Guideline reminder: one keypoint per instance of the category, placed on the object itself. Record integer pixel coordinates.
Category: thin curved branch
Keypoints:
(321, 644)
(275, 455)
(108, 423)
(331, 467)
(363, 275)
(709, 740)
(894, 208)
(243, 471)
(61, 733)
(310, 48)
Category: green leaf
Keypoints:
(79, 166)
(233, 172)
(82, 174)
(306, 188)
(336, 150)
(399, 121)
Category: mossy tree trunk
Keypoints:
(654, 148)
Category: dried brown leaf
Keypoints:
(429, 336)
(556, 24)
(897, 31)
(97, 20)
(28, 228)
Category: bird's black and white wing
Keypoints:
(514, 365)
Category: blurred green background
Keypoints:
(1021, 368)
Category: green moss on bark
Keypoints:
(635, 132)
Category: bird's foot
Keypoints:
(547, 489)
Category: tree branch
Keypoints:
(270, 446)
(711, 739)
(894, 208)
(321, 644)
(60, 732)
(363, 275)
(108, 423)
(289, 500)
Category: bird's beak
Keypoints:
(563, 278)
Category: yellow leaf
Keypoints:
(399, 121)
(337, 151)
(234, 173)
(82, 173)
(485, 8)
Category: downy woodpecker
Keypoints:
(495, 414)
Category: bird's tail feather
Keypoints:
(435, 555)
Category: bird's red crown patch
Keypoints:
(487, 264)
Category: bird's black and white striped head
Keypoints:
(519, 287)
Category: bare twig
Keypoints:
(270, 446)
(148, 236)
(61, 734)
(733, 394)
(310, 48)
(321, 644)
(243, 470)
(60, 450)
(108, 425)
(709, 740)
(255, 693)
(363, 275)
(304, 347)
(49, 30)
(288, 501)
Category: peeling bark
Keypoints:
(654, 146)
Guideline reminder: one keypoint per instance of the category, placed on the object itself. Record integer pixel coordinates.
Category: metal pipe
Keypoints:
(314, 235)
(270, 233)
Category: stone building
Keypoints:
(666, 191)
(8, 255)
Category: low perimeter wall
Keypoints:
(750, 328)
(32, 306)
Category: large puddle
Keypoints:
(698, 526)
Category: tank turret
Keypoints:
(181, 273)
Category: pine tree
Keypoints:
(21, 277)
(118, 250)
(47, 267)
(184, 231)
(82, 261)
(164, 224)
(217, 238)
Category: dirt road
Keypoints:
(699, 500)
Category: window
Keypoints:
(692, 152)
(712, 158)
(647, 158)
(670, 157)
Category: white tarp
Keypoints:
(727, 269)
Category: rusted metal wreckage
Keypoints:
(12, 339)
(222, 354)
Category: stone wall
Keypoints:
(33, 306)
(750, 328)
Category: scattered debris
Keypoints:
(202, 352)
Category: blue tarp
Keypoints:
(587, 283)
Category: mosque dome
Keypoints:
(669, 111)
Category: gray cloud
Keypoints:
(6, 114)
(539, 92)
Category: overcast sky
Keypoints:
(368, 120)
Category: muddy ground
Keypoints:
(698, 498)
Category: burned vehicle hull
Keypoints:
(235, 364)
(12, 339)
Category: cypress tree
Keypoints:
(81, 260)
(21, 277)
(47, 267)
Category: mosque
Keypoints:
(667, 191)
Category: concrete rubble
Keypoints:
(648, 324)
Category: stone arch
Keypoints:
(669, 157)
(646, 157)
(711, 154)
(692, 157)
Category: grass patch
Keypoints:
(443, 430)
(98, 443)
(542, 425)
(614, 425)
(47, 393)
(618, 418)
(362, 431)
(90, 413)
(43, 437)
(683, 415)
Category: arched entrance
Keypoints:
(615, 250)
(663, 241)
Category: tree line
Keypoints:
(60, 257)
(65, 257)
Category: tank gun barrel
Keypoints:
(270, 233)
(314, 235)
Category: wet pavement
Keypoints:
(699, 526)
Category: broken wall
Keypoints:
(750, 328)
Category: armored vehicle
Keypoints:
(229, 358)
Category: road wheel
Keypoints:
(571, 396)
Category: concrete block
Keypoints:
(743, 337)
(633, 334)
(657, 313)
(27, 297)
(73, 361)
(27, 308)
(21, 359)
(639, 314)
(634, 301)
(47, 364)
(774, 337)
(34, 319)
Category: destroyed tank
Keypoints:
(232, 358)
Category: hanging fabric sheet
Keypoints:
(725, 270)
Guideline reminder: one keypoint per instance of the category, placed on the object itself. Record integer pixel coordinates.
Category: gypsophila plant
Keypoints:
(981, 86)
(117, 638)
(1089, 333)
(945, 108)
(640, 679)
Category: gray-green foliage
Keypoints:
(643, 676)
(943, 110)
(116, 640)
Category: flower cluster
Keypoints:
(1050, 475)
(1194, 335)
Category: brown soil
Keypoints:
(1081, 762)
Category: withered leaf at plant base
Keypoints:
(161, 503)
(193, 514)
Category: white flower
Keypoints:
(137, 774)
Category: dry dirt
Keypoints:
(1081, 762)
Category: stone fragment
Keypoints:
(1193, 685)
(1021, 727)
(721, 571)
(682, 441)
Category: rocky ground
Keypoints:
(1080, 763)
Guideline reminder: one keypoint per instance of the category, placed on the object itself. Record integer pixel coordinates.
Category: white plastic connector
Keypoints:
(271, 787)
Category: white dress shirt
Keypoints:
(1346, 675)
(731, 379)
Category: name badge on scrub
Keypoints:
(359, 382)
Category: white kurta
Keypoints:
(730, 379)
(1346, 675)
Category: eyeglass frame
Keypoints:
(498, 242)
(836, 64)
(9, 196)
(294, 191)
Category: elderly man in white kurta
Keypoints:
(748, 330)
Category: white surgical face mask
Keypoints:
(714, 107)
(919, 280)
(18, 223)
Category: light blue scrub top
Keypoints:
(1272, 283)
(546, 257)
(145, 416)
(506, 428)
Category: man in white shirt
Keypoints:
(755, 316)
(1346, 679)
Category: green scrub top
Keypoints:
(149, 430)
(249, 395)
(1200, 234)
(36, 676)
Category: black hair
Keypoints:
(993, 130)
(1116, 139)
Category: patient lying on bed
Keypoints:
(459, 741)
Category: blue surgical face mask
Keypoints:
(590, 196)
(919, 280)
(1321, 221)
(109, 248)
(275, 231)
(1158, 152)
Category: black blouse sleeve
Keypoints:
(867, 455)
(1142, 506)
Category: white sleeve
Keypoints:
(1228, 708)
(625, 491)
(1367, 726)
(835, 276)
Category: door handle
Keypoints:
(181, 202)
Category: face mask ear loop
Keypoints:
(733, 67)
┄┄┄┄┄┄
▸ **Given task**
Please write out all of the material above again, line for line and with no changes.

▸ **Output for this task**
Guideline reminder: one keypoint per instance of the category, placed on the object itself. Record integer pixel coordinates.
Category: thin curved branch
Keypoints:
(321, 644)
(275, 455)
(108, 423)
(331, 467)
(363, 275)
(709, 740)
(894, 208)
(243, 471)
(61, 733)
(310, 48)
Category: green leaf
Keypoints:
(79, 166)
(233, 172)
(82, 174)
(306, 188)
(336, 150)
(399, 121)
Category: mossy tree trunk
Keypoints:
(654, 148)
Category: dried brown leaf
Keypoints:
(429, 336)
(556, 24)
(897, 31)
(97, 20)
(28, 228)
Category: bird's black and white wing
Keypoints:
(514, 365)
Category: blurred green background
Keypoints:
(1021, 368)
Category: green moss on bark
Keypoints:
(635, 132)
Category: bird's foot
Keypoints:
(547, 489)
Category: tree branch
Keypoints:
(270, 446)
(711, 739)
(894, 208)
(321, 644)
(60, 732)
(363, 275)
(108, 423)
(289, 500)
Category: bird's beak
Keypoints:
(563, 278)
Category: yellow leaf
Keypoints:
(399, 121)
(337, 151)
(234, 173)
(82, 173)
(485, 8)
Category: downy woodpecker
Keypoints:
(495, 414)
Category: bird's tail feather
Keypoints:
(435, 555)
Category: bird's red crown patch
Keypoints:
(487, 264)
Category: bird's black and white striped head
Keypoints:
(519, 287)
Category: bare twig
Keypoints:
(270, 446)
(148, 236)
(61, 734)
(733, 394)
(310, 48)
(321, 644)
(243, 470)
(60, 450)
(108, 425)
(709, 740)
(255, 693)
(363, 275)
(304, 347)
(49, 30)
(288, 501)
Category: peeling bark
Keypoints:
(654, 146)
Guideline reminder: one keypoint per instance of the category, placed on the object itself. Record integer pixel coordinates.
Category: metal pipe
Keypoints:
(314, 235)
(270, 233)
Category: stone building
Keypoints:
(666, 191)
(8, 255)
Category: low perimeter wall
Keypoints:
(750, 328)
(32, 306)
Category: large puddle
Keypoints:
(698, 526)
Category: tank turret
Keypoints:
(181, 273)
Category: pine tree
Keypoints:
(21, 277)
(118, 250)
(47, 267)
(184, 231)
(82, 261)
(164, 224)
(217, 238)
Category: dirt road
Keypoints:
(699, 500)
Category: window
Keypoints:
(692, 152)
(712, 158)
(647, 158)
(670, 157)
Category: white tarp
Keypoints:
(727, 269)
Category: rusted metal wreckage
Keypoints:
(12, 339)
(222, 354)
Category: stone wall
Keypoints:
(33, 306)
(750, 328)
Category: scattered debris
Keypoints:
(202, 352)
Category: blue tarp
Keypoints:
(587, 283)
Category: mosque dome
Keypoints:
(669, 111)
Category: gray cloud
Keypoints:
(6, 114)
(539, 92)
Category: overcast sky
Keypoints:
(368, 120)
Category: muddy ground
Keypoints:
(698, 498)
Category: burned vehicle hull
Keypoints:
(235, 364)
(12, 339)
Category: cypress tree
Keypoints:
(81, 260)
(21, 277)
(47, 267)
Category: mosque
Keypoints:
(667, 191)
Category: concrete rubble
Keypoints:
(648, 324)
Category: stone arch
Keypoints:
(669, 157)
(646, 157)
(711, 154)
(692, 157)
Category: grass patch
Keypoints:
(443, 430)
(98, 443)
(542, 425)
(614, 425)
(47, 393)
(618, 418)
(362, 431)
(90, 413)
(43, 437)
(683, 415)
Category: arched entrance
Keypoints:
(615, 250)
(663, 241)
Category: tree line
Keypoints:
(60, 257)
(65, 257)
Category: tank gun barrel
Keypoints:
(270, 233)
(314, 235)
Category: wet pavement
Keypoints:
(699, 526)
Category: broken wall
Keypoints:
(750, 328)
Category: armored vehicle
Keypoints:
(229, 358)
Category: road wheel
Keypoints:
(571, 396)
Category: concrete block
Keypoints:
(743, 337)
(633, 334)
(657, 313)
(27, 297)
(73, 361)
(27, 308)
(21, 359)
(639, 314)
(634, 301)
(47, 364)
(774, 337)
(34, 319)
Category: destroyed tank
Keypoints:
(232, 358)
Category: hanging fabric sheet
Keypoints:
(725, 270)
Guideline reminder: one keypoint per instance of the category, placed on the object itself. Record integer pixel coordinates.
Category: gypsophila plant
Keypoints:
(981, 86)
(117, 638)
(1089, 333)
(945, 108)
(640, 679)
Category: gray-green foliage
Keypoints:
(643, 676)
(943, 110)
(116, 640)
Category: flower cluster
Keypoints:
(1050, 475)
(1194, 335)
Category: brown soil
Keypoints:
(1081, 762)
Category: withered leaf at plant base
Keypoints:
(161, 503)
(193, 514)
Category: white flower
Keypoints:
(137, 774)
Category: dry dirt
Keypoints:
(1081, 762)
Category: stone fragment
Keypoints:
(1193, 685)
(1021, 727)
(721, 571)
(682, 441)
Category: rocky ground
Keypoints:
(1080, 763)
Guideline reminder: one keypoint per instance of the category, placed on the object itself. Record integer pixel coordinates.
Category: white plastic connector
Keypoints:
(271, 787)
Category: white dress shirt
Keypoints:
(1346, 675)
(731, 379)
Category: name badge on scrub
Keypoints:
(359, 382)
Category: white kurta
Keypoints:
(730, 379)
(1346, 675)
Category: eyeglass frame
Keypoints:
(498, 242)
(836, 64)
(9, 196)
(294, 191)
Category: elderly man in white kurta
Keypoints:
(748, 330)
Category: white surgical face mask
Keypoints:
(714, 107)
(919, 280)
(18, 223)
Category: light blue scrub top
Keypoints:
(1272, 283)
(546, 257)
(145, 416)
(506, 428)
Category: man in white shirt
Keypoints:
(755, 316)
(1346, 679)
Category: green scrub top
Keypoints:
(149, 430)
(249, 395)
(1200, 234)
(36, 676)
Category: black hair
Keypoints:
(993, 130)
(1116, 139)
Category: patient lying on bed
Keypoints:
(459, 741)
Category: blue surgical face mask
Keypoints:
(590, 196)
(919, 280)
(1321, 221)
(109, 248)
(275, 231)
(1158, 152)
Category: black blouse sleeve
Keypoints:
(867, 455)
(1142, 506)
Category: white sleeve
Keypoints:
(1228, 708)
(625, 491)
(1367, 726)
(835, 276)
Category: door handle
Keypoints:
(181, 202)
Category: face mask ear loop
Keypoints:
(733, 67)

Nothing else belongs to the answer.